■ Extracted text
━━━━
At the same time, he felt this jabbing pain in his ankles and joints and he didn’t know what was happening, until his wife suggested that perhaps it was from the vaccine – which he now believes it was.
“I went to bed under my covers and the next couple of hours were really unpleasant. And then I woke up around 4 a.m. and it was gone,” he said. “It was kind of a surprise and it was unpleasant, but very compact. It came and then went away. I was amazed by it.”
Karen Katzman Hanan was amazed for another reason: “It was an amazingly positive experience,” she said.
A resident of Even Yehuda, she was vaccinated at a mall in Netanya. She said she was there for less than an hour and was impressed by the professionalism of the staff. Like the 293 others reported earlier this week, she experienced pain in her arm at the injection site.
“The first day, I really could not even take my shirt off,” Hanan said, “which is not the case now.”
She said one painkiller over two days worked to quell the pain, which had started five or six hours after vaccination.
She said there was no swelling, no redness.
Hanan added that she and her husband had considered waiting to be vaccinated, but she decided that doing it sooner is a civic responsibility.
“We can certainly come together and end this and maybe just start this New Year in a better place,” she said. “It was a minor inconvenience, a minor thing that I went through in order to get us all to a better place. I am looking forward to my second shot.”
“We feel great – and the happiest we’ve felt since March,” wrote Shelley Goldman on Facebook in response to a question from the Post about her vaccination.
Kalanit Taub stands waiting in line to receive the coronavirus vaccine.
 
KALANIT TAUB  from Efrat, a volunteer with the United Hatzalah emergency medical services organization, told an exceptional story: She went to get vaccinated in Jerusalem and within half an hour was working to resuscitate a senior citizen who stopped breathing nearby.
“I was about to put my key into the engine when I got a call that someone needed CPR,” said Taub. “I was the first to arrive and started doing chest compressions. I felt like I was living out why I needed to be vaccinated.”
She said that “one of my biggest fears as an EMT (emergency medical technician) was being asymptomatic or pre-symptomatic with COVID and accidentally infecting one of my patients and getting them sick and God forbid killing them.
“Being vaccinated is a huge load off my shoulders,” she said. “Now, I am less likely to endanger my patients. I am totally elated.”
━━━━
■ Raw data
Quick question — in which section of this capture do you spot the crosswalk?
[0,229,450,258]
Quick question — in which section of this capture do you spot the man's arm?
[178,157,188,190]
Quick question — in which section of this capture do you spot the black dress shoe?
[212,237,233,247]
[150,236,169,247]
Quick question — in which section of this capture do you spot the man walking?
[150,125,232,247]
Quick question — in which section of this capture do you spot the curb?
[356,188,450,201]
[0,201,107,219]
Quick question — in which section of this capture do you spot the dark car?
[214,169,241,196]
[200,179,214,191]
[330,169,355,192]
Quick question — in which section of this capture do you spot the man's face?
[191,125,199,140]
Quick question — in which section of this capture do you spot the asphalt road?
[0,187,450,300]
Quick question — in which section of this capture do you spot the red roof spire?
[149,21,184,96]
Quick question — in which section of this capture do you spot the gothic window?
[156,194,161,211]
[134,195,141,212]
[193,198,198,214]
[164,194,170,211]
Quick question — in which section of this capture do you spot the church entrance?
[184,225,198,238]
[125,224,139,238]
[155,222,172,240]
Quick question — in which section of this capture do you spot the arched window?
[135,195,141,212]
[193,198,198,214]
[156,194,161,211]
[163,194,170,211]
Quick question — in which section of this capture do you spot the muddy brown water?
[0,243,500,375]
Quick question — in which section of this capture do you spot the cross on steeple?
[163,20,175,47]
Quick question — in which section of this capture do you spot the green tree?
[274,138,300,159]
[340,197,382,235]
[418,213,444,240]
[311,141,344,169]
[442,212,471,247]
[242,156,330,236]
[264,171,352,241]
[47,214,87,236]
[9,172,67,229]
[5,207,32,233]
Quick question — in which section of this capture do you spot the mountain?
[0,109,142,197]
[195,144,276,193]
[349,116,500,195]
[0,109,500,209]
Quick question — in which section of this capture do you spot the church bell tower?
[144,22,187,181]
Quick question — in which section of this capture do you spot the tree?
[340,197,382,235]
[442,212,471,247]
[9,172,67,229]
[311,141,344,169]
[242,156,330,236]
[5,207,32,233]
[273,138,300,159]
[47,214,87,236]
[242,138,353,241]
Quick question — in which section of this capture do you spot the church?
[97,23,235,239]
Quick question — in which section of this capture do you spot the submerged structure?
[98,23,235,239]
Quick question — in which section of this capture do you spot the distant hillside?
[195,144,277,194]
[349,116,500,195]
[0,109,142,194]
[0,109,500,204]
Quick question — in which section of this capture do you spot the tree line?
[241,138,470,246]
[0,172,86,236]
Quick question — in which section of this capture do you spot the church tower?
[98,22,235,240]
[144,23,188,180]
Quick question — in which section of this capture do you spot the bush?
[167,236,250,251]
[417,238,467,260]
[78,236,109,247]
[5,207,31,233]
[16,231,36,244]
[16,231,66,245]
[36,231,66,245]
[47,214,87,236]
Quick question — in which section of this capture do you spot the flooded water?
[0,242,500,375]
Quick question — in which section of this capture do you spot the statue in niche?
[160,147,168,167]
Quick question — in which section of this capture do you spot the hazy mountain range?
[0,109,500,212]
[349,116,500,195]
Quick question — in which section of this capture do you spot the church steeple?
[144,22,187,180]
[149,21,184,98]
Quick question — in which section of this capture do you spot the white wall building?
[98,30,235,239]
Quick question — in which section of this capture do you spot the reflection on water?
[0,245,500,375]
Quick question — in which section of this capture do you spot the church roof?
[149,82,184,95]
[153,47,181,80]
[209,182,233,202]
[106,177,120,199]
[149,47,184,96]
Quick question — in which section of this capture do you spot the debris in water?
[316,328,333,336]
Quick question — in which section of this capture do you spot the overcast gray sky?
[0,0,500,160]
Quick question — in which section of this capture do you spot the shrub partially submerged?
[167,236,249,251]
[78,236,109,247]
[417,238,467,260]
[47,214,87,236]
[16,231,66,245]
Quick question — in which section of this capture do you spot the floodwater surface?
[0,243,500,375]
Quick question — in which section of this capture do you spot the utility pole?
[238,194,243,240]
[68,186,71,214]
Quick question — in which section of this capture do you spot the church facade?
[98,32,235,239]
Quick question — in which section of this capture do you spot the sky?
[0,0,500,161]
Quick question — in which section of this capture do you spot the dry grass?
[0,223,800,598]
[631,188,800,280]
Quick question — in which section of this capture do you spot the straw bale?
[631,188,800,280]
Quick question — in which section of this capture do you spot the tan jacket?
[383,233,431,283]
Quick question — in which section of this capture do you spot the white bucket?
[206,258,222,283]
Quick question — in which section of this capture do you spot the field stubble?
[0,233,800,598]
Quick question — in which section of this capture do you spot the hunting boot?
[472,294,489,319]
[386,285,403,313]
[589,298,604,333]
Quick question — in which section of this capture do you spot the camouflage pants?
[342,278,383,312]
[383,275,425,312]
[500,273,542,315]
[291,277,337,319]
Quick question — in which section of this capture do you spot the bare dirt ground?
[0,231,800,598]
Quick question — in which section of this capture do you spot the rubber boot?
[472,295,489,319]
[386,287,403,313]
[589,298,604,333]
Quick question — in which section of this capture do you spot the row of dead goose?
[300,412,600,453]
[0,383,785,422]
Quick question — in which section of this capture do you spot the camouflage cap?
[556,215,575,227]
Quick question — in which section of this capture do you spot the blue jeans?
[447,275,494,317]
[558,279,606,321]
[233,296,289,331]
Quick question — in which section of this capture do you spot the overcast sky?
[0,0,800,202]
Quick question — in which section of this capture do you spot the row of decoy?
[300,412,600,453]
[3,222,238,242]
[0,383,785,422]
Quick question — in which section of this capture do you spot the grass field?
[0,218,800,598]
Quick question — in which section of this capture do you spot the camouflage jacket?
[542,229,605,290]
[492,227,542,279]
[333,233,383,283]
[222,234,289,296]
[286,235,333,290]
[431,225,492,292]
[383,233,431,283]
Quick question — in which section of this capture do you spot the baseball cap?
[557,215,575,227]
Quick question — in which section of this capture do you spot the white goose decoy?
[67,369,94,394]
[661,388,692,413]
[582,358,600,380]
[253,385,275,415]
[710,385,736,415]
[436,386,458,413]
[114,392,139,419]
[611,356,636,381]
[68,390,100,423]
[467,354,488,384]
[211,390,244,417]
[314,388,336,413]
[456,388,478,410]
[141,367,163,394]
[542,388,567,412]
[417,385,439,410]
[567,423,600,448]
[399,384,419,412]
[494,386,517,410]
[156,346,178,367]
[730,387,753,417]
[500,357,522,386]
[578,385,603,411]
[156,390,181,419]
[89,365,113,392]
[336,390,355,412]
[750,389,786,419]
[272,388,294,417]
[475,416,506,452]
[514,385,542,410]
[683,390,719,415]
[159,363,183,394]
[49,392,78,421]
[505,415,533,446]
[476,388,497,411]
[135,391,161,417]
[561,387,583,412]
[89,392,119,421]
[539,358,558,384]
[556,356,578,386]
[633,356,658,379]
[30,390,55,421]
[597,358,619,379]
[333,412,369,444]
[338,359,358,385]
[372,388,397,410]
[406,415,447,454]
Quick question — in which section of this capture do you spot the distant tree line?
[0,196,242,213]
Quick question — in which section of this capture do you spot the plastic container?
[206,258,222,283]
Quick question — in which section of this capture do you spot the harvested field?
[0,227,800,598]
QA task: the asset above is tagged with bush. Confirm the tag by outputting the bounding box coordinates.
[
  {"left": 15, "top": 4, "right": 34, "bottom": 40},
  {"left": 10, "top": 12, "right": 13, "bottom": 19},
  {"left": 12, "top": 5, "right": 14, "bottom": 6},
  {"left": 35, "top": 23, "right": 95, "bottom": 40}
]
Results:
━━━━
■ Explore the material
(A) Return the stretch of the vaccination accounts from "Karen Katzman Hanan" through "the injection site.".
(B) In the vaccination accounts, where did Karen Katzman Hanan get vaccinated?
You won't need the records for this.

■ Problem solutions
(A)
Karen Katzman Hanan was amazed for another reason: “It was an amazingly positive experience,” she said.
A resident of Even Yehuda, she was vaccinated at a mall in Netanya. She said she was there for less than an hour and was impressed by the professionalism of the staff. Like the 293 others reported earlier this week, she experienced pain in her arm at the injection site.

(B) At a mall in Netanya.